* **QUELLENAUSZUG**

Steuerfrei ist nicht unbedingt steuerfrei

Haben Sie Kurzarbeitergeld bezogen? Expertentipp von Steuerberater Ralph Tappert aus Hilden

Kurzarbeitergeld in der Corona-Krise – ist immer noch besser als Arbeitslosigkeit. So die gängige Meinung, u.a. von Politikern. In der Tat ist das Kurzarbeitergeld ein soziales Instrument, um das andere Länder die Deutschen beneiden.
Doch obacht: „In 2021 kann es ein böses Erwachen geben, wenn Arbeitnehmer ihre Steuererklärung für 2020 einreichen müssen“, sagt der Steuerberater Ralph Tappert aus Hilden.

 

Warum?
Es geht um den so genannten „Progressionsvorbehalt“.
Denn Kurzarbeitergeld kann zu Steuersatzerhöhungen führen – und dann müssen die Betroffenen nachzahlen.

 

Kurzarbeitergeld ist bei der Einkommenssteuerveranlagung mit anzugeben

Ein vereinfachtes Beispiel: Ein Arbeitnehmer verdient im ersten Halbjahr 50.000€, was einen Steuersatz von 20% ausmacht. Dann geht sein Betrieb auf Kurzarbeit. Der Arbeitnehmer bezieht nur noch 60 bzw. 67% seines bisherigen Gehalts in Form von Kurzarbeitergeld im zweiten Halbjahr. Also 30.000€.

Nun werden das erste und zweite Halbjahr addiert = 80.000€.

Die Steuertabelle sagt jetzt: 30% Steuersatz.

Diese 30% werden jetzt auf das normale Gehalt von 50.000€ angewendet, so dass die Steuer nicht mehr 10.000€ (20%), sondern 15.000€ (30%) ausmacht.

* **AUFGABENSTELLUNG**
Listen Sie alle Eurobeträge auf, die im Quellenauszug oben genannt werden. Nennen Sie jeden Betrag nur einmal und in der Reihenfolge, in der er zuerst auftritt.

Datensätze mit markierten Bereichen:
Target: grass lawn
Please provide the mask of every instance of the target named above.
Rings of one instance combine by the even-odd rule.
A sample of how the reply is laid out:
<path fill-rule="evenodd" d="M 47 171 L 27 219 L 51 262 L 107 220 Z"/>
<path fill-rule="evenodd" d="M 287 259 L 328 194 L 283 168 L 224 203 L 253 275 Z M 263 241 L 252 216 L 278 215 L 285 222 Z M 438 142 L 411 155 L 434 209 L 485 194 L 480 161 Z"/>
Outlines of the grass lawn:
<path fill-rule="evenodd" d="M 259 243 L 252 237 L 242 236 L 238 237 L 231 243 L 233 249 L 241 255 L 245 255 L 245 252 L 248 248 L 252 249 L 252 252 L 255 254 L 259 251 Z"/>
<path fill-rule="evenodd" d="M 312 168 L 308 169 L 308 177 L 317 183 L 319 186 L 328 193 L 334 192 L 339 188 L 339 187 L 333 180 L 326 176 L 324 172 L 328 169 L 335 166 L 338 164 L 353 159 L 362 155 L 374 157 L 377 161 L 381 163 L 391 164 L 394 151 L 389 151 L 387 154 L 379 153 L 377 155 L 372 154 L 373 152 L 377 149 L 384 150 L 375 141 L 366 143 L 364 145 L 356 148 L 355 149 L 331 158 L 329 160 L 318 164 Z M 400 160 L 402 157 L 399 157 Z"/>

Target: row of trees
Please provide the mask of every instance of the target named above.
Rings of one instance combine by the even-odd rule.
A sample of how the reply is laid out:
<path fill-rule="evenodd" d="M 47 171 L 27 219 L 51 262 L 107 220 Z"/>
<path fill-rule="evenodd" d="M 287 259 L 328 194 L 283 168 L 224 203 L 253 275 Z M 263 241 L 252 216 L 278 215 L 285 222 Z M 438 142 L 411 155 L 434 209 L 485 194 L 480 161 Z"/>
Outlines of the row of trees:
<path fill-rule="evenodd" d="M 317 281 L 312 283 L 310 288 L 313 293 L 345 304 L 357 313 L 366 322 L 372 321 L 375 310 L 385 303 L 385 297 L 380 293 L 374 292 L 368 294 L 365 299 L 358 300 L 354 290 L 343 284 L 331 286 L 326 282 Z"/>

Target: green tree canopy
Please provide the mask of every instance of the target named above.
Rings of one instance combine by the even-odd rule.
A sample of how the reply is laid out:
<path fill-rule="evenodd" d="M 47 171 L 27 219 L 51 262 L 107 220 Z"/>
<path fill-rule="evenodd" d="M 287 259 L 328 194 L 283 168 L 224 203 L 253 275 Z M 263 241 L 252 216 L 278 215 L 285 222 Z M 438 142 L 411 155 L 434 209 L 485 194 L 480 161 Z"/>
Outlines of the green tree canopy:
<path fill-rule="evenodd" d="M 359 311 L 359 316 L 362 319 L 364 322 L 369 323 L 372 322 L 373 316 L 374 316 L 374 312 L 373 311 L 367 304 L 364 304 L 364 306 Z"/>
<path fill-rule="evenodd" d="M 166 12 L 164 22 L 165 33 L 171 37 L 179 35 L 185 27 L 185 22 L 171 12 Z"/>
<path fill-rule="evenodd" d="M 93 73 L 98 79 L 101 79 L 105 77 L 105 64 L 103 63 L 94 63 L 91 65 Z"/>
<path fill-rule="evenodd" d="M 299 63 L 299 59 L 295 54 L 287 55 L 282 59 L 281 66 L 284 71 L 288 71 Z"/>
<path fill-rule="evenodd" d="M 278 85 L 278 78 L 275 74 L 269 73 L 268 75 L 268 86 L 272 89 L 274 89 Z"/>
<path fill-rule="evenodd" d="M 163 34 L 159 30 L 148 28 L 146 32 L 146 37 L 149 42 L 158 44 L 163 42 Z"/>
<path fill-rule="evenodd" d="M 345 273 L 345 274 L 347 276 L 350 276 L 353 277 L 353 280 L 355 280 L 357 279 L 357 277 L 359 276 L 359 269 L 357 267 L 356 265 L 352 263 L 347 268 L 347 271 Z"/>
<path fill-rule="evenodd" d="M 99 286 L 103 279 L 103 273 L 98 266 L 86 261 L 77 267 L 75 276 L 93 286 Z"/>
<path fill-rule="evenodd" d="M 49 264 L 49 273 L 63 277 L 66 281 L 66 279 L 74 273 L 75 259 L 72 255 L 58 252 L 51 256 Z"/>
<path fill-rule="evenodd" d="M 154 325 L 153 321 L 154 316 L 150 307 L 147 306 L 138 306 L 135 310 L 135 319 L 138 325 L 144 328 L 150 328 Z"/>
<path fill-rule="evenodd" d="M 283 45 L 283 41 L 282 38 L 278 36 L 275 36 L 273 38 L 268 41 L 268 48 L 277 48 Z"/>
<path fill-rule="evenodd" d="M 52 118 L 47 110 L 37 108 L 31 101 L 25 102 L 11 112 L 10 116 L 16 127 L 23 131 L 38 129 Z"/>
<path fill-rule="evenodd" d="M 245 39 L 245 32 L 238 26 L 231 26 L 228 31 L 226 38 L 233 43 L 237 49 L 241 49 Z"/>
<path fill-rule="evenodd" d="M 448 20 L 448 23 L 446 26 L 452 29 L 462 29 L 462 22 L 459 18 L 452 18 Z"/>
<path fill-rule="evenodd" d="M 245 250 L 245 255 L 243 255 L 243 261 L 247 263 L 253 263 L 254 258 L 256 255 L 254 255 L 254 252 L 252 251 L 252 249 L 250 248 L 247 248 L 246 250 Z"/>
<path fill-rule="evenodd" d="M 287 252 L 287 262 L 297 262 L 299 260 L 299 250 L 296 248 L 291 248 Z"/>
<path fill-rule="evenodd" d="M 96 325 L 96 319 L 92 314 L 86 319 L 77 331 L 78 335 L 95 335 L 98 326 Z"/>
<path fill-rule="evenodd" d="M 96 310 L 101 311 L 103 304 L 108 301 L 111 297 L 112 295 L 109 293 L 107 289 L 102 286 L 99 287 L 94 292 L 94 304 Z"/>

* **LÖSUNG**
50.000€, 30.000€, 80.000€, 10.000€, 15.000€